- _DATA_
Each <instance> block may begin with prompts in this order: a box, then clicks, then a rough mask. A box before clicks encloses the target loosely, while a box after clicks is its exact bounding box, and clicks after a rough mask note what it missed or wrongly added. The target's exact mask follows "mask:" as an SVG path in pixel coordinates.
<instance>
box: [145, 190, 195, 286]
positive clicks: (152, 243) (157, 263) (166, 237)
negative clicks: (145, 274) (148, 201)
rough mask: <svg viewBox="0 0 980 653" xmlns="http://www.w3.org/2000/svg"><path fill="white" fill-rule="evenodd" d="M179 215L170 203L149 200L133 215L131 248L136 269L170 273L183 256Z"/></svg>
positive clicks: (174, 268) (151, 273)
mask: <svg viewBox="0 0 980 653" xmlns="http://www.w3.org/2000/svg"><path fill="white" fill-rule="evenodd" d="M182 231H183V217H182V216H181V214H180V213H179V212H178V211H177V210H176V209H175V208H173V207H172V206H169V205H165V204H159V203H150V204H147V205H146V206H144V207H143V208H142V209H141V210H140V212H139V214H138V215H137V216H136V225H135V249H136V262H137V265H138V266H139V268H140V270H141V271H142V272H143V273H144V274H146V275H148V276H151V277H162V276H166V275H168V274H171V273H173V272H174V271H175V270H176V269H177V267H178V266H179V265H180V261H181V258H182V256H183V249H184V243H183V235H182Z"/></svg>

- _EXERCISE PROMPT_
Return each entry from the material above exactly as it appears.

- _ANSWER SPACE_
Each <instance> block may begin with prompts in this order: a box, then clicks, then a rough mask. A box before clicks encloses the target loosely, while a box after clicks is its exact bounding box, and clicks after a rough mask note what it missed or wrongly added. The target's exact mask follows "mask:" as an SVG path in pixel coordinates.
<instance>
box: [145, 190, 195, 286]
positive clicks: (152, 243) (157, 263) (166, 237)
negative clicks: (145, 274) (148, 201)
rough mask: <svg viewBox="0 0 980 653" xmlns="http://www.w3.org/2000/svg"><path fill="white" fill-rule="evenodd" d="M179 215L170 203L149 200L133 215L131 248L136 269L170 273L183 256Z"/></svg>
positive clicks: (174, 268) (151, 273)
mask: <svg viewBox="0 0 980 653" xmlns="http://www.w3.org/2000/svg"><path fill="white" fill-rule="evenodd" d="M182 231H183V217H182V216H181V214H180V213H179V212H178V211H177V210H176V209H175V208H173V207H172V206H169V205H165V204H159V203H150V204H147V205H146V206H144V207H143V208H142V209H141V210H140V212H139V214H138V215H137V216H136V225H135V249H136V262H137V265H138V266H139V268H140V270H141V271H142V272H143V273H144V274H146V275H148V276H151V277H162V276H166V275H168V274H171V273H173V272H174V271H175V270H176V269H177V267H178V266H179V265H180V261H181V258H182V256H183V249H184V243H183V235H182Z"/></svg>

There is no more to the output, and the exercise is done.